Record excerpts ▸
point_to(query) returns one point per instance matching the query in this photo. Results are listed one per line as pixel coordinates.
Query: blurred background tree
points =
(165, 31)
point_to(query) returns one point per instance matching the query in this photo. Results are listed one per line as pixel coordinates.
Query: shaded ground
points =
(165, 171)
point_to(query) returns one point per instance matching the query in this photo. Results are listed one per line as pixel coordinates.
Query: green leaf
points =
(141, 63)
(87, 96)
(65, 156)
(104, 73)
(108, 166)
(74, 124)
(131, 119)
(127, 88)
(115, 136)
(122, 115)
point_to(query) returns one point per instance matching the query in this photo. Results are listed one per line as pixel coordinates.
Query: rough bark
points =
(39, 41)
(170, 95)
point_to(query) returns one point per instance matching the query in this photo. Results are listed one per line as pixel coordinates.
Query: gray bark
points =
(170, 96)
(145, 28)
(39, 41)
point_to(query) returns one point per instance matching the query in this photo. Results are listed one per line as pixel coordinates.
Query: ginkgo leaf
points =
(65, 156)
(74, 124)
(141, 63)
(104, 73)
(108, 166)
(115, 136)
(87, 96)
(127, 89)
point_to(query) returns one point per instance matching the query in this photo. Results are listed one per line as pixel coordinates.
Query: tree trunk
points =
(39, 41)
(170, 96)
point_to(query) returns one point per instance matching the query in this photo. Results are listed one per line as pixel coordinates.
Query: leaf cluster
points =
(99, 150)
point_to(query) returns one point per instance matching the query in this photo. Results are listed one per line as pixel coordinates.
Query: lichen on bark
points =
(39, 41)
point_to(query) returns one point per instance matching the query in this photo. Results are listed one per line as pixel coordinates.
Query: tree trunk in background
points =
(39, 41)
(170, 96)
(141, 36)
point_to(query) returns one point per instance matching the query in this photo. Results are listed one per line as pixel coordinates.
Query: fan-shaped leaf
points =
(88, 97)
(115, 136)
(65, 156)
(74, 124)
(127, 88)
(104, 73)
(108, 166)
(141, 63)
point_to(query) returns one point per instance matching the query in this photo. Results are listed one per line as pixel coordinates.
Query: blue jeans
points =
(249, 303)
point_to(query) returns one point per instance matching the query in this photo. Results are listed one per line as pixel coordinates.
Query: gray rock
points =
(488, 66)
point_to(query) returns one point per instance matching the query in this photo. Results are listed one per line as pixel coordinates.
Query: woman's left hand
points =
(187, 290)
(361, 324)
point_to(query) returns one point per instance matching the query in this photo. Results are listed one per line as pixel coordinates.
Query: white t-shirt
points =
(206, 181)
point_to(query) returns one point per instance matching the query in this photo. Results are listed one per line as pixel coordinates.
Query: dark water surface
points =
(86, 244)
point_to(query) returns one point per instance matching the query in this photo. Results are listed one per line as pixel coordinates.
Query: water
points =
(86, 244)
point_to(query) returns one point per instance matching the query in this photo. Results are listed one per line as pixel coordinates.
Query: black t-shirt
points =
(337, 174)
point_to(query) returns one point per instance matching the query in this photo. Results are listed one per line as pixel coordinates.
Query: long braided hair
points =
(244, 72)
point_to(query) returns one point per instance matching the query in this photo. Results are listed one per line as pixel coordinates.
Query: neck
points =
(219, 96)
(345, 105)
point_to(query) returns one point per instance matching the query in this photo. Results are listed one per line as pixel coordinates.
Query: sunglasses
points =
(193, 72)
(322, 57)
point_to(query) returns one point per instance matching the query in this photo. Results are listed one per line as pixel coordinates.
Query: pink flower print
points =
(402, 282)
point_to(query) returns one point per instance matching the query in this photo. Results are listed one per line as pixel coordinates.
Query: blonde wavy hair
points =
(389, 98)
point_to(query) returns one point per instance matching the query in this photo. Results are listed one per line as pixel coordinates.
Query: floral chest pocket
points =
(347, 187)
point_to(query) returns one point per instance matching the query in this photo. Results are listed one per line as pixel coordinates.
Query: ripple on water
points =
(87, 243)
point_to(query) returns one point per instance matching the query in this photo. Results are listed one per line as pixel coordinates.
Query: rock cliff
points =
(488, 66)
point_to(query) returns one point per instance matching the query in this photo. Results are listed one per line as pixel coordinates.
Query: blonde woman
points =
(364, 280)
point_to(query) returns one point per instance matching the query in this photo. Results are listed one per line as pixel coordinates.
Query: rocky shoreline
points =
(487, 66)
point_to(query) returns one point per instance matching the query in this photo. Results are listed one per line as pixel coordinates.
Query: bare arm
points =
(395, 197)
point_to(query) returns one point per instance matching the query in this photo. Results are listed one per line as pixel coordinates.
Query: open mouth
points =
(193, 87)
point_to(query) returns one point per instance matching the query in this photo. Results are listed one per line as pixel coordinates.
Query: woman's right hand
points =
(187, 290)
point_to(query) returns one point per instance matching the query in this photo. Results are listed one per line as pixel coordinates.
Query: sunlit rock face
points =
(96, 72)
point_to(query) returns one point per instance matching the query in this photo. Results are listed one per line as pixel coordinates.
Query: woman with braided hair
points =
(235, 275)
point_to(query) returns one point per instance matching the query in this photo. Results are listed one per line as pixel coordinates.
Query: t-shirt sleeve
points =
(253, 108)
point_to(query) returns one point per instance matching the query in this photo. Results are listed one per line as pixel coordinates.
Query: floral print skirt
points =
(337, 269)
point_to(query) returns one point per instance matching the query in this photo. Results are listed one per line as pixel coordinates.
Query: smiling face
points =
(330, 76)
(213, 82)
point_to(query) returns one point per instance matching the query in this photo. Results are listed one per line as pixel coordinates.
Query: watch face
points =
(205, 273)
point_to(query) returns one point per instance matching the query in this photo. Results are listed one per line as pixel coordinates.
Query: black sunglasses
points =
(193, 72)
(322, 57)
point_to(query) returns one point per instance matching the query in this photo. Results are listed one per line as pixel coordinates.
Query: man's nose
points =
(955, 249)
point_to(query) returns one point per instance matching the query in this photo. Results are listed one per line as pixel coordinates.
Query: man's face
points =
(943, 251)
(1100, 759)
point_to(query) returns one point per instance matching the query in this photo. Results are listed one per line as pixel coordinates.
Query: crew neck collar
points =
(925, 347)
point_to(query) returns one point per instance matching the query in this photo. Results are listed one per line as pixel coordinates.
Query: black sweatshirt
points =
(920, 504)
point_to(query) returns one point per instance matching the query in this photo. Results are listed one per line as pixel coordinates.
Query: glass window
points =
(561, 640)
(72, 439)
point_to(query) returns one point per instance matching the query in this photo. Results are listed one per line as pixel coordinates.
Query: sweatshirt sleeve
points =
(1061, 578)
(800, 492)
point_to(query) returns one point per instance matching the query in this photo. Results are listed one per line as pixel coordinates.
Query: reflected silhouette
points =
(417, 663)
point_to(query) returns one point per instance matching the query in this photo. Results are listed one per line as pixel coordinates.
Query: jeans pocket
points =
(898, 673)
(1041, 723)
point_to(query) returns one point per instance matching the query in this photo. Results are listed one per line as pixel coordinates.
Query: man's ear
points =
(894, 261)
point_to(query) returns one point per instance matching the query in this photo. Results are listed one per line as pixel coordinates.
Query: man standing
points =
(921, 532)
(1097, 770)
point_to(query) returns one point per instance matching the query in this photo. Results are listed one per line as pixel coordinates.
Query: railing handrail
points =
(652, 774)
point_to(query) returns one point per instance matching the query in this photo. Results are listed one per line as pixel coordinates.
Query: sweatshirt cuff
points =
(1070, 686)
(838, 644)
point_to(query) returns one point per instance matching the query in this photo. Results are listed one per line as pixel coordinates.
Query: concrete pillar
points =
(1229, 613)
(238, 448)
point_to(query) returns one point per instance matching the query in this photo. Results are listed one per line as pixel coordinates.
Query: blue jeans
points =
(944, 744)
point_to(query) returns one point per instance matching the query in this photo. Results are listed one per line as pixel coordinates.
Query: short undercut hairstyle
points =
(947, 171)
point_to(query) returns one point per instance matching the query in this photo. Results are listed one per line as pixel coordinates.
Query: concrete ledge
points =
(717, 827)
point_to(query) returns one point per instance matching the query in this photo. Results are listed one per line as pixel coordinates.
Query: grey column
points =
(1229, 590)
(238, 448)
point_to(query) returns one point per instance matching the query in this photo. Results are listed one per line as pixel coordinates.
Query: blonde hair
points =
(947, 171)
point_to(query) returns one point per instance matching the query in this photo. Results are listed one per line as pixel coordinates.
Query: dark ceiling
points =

Exercise ▸ Look through the entries above and work out how many lines contain the string "dark". Give that number alone.

Problem solution ▸ 2